(Items from a dataset)
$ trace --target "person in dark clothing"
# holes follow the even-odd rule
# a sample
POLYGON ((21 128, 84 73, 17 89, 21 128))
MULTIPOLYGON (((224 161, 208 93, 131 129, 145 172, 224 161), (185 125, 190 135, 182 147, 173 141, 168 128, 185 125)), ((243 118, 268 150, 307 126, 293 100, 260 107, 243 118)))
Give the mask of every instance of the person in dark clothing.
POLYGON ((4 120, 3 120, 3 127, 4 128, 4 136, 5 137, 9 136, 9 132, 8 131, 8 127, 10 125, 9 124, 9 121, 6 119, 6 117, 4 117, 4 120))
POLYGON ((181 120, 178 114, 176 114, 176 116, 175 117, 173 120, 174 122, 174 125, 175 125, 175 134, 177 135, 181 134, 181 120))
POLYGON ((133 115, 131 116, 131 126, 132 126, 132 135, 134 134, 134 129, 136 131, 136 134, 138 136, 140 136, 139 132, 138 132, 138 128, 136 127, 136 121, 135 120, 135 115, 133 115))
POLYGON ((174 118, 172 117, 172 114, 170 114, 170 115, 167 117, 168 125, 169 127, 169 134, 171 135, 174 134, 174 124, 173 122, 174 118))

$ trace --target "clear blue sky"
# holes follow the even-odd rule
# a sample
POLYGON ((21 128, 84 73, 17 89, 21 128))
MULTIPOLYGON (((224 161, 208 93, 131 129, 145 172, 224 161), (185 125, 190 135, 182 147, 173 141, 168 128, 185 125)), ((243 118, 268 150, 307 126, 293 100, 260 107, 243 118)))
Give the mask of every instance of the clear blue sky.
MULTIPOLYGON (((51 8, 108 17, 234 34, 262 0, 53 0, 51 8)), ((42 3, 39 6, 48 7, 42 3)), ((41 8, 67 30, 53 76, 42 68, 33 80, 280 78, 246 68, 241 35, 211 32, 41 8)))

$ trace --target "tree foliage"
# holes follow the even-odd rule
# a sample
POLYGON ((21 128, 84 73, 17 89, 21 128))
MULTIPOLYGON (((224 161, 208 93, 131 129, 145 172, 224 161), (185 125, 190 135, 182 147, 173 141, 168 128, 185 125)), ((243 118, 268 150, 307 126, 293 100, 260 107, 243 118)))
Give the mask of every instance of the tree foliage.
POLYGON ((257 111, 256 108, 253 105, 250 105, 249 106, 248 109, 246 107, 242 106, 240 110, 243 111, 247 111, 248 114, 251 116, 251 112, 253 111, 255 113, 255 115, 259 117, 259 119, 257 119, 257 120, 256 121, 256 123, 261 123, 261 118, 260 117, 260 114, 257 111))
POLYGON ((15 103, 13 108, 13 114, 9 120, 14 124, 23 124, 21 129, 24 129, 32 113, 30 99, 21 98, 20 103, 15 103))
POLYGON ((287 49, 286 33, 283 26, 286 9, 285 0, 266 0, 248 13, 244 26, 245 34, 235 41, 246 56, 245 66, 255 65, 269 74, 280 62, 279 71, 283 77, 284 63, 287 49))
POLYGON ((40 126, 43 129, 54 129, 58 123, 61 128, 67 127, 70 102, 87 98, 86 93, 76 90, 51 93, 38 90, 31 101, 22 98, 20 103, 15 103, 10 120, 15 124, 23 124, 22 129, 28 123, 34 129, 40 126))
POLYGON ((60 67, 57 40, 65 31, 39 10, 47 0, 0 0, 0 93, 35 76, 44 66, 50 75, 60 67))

### WHAT TO WORK ON
List every line of the items above that contains the word "dark".

### OUTPUT
$ trace --target "person in dark clothing"
Give the mask of every instance of the person in dark clothing.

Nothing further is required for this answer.